◆ **PROBLEM DETAILS**: From the records below, copy every line that contains the word "tree".

Data pulled from a collection:

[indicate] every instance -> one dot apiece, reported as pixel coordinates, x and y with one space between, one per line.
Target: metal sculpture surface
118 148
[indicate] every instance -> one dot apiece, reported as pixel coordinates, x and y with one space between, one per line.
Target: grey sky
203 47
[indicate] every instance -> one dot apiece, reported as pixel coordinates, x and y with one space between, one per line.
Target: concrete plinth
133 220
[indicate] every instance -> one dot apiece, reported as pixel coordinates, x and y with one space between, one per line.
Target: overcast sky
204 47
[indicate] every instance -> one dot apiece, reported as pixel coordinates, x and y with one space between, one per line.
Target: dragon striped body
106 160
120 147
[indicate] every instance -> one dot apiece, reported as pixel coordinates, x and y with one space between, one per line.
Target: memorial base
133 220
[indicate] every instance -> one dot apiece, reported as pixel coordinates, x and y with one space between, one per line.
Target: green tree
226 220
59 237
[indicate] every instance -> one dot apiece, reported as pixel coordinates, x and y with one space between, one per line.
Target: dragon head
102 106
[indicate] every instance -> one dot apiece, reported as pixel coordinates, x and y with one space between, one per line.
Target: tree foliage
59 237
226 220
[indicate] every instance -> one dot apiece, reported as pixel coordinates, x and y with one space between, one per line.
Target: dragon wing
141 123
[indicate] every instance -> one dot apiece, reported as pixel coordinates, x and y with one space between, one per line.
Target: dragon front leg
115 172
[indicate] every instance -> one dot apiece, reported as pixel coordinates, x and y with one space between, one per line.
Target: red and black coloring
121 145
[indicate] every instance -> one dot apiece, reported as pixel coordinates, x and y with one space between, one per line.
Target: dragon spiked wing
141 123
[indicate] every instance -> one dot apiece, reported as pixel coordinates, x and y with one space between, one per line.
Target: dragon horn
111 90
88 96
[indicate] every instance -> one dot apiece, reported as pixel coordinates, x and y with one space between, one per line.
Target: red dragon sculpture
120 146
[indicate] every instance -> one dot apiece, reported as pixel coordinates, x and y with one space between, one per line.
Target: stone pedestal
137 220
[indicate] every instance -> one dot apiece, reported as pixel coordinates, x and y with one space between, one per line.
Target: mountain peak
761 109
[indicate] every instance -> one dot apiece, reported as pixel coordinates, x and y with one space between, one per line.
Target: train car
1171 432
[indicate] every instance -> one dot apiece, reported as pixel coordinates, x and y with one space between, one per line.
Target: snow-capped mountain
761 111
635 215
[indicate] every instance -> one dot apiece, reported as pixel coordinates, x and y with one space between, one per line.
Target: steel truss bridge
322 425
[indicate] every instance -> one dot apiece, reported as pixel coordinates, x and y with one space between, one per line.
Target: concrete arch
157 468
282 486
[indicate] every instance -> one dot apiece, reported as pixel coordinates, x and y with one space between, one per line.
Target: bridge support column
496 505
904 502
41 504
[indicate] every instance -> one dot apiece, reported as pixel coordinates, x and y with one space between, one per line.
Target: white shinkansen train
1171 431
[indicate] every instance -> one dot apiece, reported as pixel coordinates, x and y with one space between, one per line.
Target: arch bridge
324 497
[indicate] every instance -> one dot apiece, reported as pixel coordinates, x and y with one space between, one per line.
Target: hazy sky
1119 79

◆ **EXPECTED OUTPUT**:
Target: green tree
Target: tree foliage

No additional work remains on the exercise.